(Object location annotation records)
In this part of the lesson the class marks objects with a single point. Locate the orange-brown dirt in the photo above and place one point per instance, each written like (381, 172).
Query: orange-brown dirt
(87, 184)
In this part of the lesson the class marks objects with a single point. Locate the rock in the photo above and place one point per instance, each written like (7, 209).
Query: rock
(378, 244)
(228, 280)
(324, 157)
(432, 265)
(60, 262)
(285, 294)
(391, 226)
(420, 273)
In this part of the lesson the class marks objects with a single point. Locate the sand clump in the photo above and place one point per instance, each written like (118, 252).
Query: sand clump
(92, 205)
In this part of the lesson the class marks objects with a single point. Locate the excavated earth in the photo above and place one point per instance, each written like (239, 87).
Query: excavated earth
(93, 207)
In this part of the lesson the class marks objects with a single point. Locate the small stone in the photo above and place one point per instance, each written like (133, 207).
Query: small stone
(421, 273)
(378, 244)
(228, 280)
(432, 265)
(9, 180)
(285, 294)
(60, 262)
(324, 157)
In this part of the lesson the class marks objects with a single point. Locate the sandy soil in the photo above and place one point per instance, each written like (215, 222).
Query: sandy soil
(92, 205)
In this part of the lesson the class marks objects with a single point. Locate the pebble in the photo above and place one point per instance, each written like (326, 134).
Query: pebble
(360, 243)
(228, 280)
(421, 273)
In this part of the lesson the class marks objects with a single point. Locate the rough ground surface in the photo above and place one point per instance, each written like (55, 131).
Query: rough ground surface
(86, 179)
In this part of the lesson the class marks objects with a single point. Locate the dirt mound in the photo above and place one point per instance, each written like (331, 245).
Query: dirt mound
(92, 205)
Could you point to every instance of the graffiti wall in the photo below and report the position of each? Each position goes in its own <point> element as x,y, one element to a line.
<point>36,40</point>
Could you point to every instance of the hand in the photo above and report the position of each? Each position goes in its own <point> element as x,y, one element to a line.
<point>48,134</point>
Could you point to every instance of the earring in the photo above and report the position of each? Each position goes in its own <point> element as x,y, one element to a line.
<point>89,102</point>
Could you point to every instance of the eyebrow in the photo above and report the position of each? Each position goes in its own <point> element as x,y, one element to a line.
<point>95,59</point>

STATED GOAL
Reproduce the records starting at the line containing "like (118, 252)." and ending at the line containing "<point>36,40</point>", both included, keeping every request line unchanged (including its sample format). In the answers, multiply each coordinate by 1.65 and round to whole numbers, with halves rounded up.

WRITTEN ANSWER
In this part of the lesson the class marks objects with a single point. Locate the sand clump in the photo above and place one point per instance, each written like (118, 252).
Query: sand clump
(152, 338)
In this part of the lesson the class marks objects with a single point. Locate the excavated earth in the photo above and place one point per instance, each written like (239, 87).
Query: excavated earth
(153, 342)
In this part of the lesson the class marks objects with a single point. Locate the small stone in the photo above and place one point per instance, each written like (133, 207).
Query: small stone
(695, 450)
(624, 403)
(376, 462)
(713, 437)
(15, 297)
(470, 485)
(99, 432)
(535, 259)
In this part of the lesson the class marks objects with a single point. Locate the sandy soil in the photo above and place one point per instance, each written like (215, 222).
Query: sandy soil
(152, 338)
In this part of the lesson the class marks objects with a single point. Locate the pebble in the photo above and place one point per instance, each written like (326, 134).
Query: pebble
(594, 401)
(376, 462)
(695, 450)
In this part of the lesson the class marks objects with a single point. Locate the rough ground surface in the photo above and place one point per instance, each written like (55, 131).
Query: rough ground surface
(142, 295)
In this part of the lesson the class marks objects with a single point. Locate the dirt mound in the photo above and place one point per instance, each written like (331, 245).
Query: dirt mound
(152, 338)
Could you point to every instance of the graffiti wall in the photo below and report the position of each? Each position goes in its own <point> element as x,y, one element to a line.
<point>59,66</point>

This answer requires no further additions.